==== Data extract

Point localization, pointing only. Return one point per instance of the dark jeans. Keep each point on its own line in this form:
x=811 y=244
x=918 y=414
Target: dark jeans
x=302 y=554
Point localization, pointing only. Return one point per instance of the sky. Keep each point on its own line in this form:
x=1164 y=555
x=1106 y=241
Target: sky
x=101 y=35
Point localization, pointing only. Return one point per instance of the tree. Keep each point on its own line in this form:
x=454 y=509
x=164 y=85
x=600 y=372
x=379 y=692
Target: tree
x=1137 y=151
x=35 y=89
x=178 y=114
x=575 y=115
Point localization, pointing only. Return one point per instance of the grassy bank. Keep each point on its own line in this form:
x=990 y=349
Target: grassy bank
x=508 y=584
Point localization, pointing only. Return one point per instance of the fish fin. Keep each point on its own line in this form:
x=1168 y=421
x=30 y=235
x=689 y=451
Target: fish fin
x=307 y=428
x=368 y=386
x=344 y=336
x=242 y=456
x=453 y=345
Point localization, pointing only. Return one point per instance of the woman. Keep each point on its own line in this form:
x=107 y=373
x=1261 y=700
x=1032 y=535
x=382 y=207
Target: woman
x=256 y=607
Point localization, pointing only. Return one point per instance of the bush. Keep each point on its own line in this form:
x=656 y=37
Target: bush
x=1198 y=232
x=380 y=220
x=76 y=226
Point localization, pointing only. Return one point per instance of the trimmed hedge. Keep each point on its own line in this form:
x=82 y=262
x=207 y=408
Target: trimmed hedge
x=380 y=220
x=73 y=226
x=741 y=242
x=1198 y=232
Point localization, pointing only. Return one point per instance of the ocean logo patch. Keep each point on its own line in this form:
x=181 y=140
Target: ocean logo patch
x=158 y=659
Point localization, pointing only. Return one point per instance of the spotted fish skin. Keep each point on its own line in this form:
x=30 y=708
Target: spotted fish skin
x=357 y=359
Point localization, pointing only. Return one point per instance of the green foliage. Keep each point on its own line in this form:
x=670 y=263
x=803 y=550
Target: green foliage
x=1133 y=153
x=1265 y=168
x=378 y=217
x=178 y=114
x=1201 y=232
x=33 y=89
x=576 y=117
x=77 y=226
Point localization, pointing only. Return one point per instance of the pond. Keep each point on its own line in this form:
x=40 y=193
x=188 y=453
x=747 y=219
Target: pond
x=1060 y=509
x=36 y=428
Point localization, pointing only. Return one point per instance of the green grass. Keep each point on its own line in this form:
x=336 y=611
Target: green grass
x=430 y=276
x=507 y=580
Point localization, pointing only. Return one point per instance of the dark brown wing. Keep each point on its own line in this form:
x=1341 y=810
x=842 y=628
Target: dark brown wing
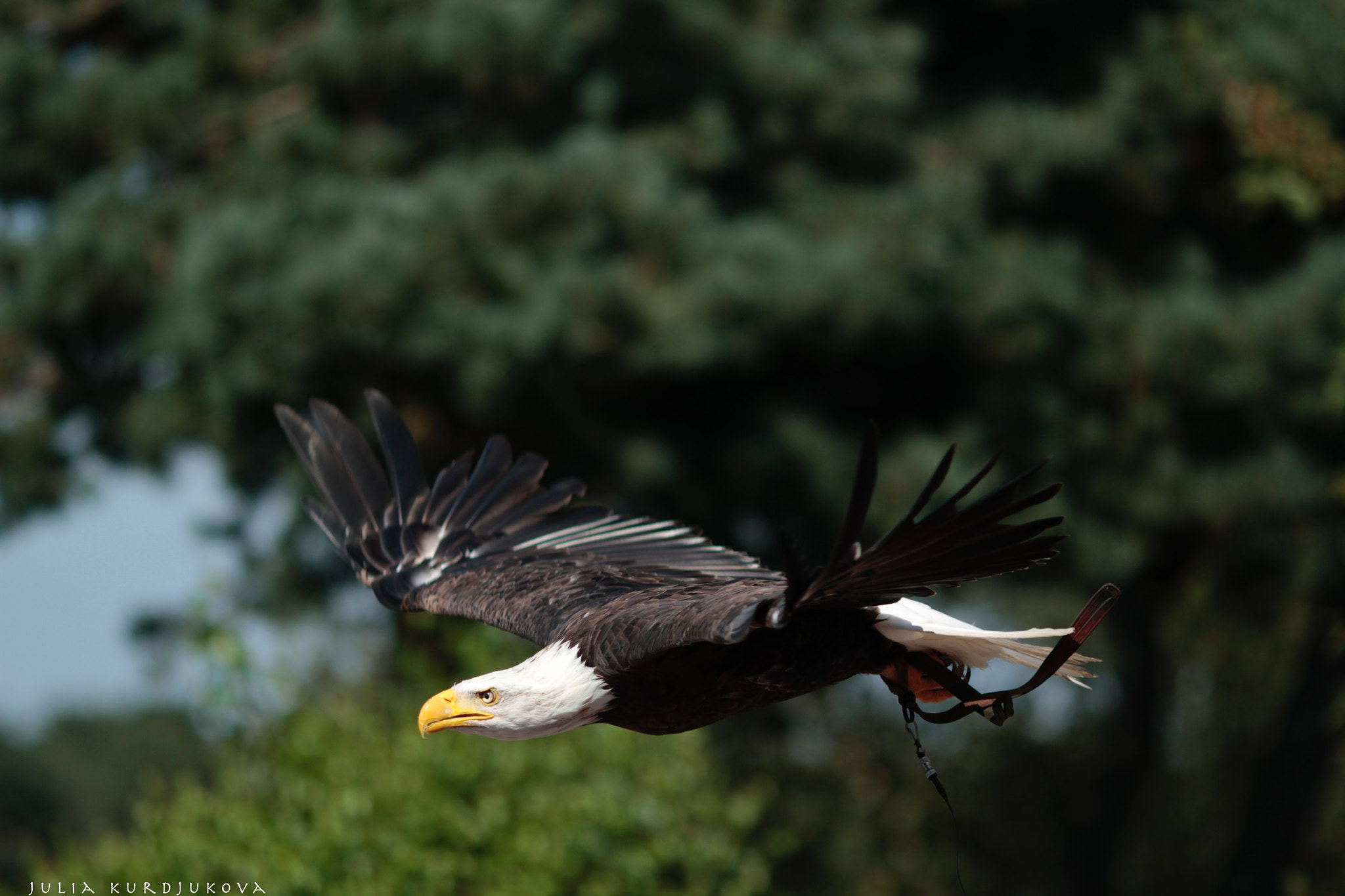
x=490 y=543
x=948 y=545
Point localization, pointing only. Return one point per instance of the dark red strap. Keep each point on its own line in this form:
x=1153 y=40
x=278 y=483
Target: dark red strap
x=997 y=706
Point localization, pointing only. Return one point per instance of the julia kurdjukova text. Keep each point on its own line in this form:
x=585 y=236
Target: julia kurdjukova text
x=144 y=887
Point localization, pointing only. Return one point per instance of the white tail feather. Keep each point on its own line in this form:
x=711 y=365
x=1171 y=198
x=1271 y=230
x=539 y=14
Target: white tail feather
x=921 y=628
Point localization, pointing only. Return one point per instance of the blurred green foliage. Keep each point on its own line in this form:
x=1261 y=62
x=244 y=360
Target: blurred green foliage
x=82 y=775
x=686 y=249
x=345 y=797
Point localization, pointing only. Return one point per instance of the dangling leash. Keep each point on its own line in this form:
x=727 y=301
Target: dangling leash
x=997 y=706
x=908 y=714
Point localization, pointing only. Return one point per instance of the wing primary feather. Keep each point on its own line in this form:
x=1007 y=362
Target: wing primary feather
x=351 y=448
x=514 y=486
x=494 y=463
x=326 y=471
x=540 y=504
x=447 y=485
x=940 y=473
x=404 y=463
x=326 y=521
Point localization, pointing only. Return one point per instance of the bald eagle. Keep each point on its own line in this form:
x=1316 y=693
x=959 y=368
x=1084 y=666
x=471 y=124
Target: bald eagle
x=648 y=625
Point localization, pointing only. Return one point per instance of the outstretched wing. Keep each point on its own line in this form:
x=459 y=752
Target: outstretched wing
x=487 y=543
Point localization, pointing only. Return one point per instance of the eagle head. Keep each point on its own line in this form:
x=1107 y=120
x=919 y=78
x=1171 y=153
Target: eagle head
x=550 y=692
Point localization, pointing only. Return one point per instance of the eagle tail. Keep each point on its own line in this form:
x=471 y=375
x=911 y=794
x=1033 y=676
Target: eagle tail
x=946 y=547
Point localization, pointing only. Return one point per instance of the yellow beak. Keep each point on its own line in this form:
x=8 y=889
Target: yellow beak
x=444 y=711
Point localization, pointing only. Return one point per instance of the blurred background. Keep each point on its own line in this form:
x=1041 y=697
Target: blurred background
x=685 y=249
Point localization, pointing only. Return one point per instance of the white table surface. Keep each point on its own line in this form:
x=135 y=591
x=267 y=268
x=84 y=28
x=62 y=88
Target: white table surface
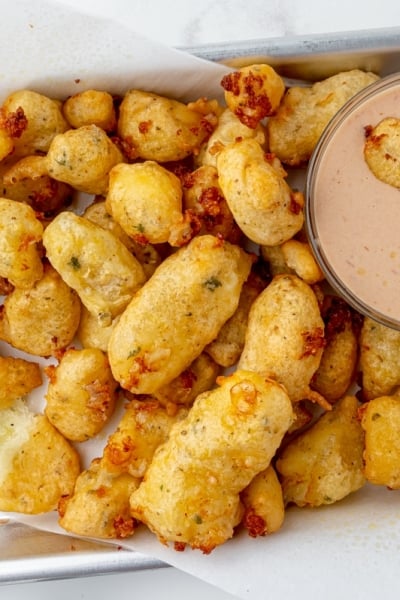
x=189 y=22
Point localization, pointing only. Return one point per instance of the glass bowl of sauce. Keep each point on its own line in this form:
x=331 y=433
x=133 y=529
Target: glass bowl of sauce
x=352 y=218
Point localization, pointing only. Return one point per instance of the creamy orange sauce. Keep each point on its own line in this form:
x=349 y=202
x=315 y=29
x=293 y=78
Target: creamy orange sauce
x=356 y=216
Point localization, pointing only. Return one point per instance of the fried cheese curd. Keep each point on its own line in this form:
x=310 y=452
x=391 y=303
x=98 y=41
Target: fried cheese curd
x=263 y=503
x=293 y=256
x=229 y=129
x=162 y=129
x=93 y=262
x=147 y=254
x=380 y=420
x=190 y=494
x=324 y=464
x=382 y=150
x=176 y=313
x=91 y=107
x=146 y=200
x=254 y=185
x=379 y=359
x=99 y=505
x=285 y=337
x=227 y=347
x=205 y=206
x=42 y=120
x=81 y=394
x=83 y=158
x=37 y=464
x=18 y=377
x=340 y=354
x=42 y=320
x=20 y=234
x=28 y=181
x=188 y=258
x=253 y=93
x=293 y=132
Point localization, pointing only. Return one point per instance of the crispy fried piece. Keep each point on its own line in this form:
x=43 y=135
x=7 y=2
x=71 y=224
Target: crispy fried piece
x=146 y=253
x=20 y=233
x=27 y=181
x=261 y=201
x=304 y=113
x=146 y=200
x=94 y=263
x=197 y=378
x=81 y=393
x=382 y=150
x=83 y=158
x=380 y=419
x=6 y=287
x=229 y=343
x=176 y=313
x=92 y=333
x=285 y=336
x=325 y=463
x=379 y=359
x=339 y=358
x=36 y=120
x=263 y=503
x=230 y=434
x=160 y=128
x=42 y=320
x=253 y=93
x=144 y=425
x=228 y=130
x=99 y=505
x=38 y=466
x=91 y=107
x=203 y=199
x=18 y=377
x=293 y=256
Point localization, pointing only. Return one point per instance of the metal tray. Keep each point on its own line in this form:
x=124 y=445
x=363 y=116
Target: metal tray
x=27 y=554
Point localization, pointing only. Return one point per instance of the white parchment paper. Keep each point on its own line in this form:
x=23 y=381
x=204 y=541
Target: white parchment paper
x=350 y=549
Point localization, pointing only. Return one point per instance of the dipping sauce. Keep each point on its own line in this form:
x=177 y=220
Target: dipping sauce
x=353 y=218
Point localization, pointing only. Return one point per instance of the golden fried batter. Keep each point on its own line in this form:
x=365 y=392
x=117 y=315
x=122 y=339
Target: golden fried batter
x=18 y=377
x=176 y=313
x=304 y=113
x=38 y=465
x=325 y=463
x=285 y=336
x=42 y=320
x=262 y=203
x=382 y=150
x=253 y=93
x=190 y=493
x=81 y=394
x=379 y=359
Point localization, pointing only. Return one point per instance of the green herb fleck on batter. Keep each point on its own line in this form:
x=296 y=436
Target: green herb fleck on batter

========

Problem details
Lines from the one containing "Target: golden fried batter" through the last line of the records, both included, are the only ones to print, each exactly as it is.

Your solution
Target: golden fried batter
x=18 y=377
x=176 y=313
x=304 y=113
x=38 y=465
x=325 y=463
x=285 y=336
x=42 y=320
x=262 y=203
x=382 y=150
x=253 y=93
x=190 y=493
x=81 y=394
x=379 y=359
Point localization, pointing only. Return one point per instance of the green herb fleck on batter. Keep each point on its own line in this form:
x=296 y=436
Target: green herb fleck on batter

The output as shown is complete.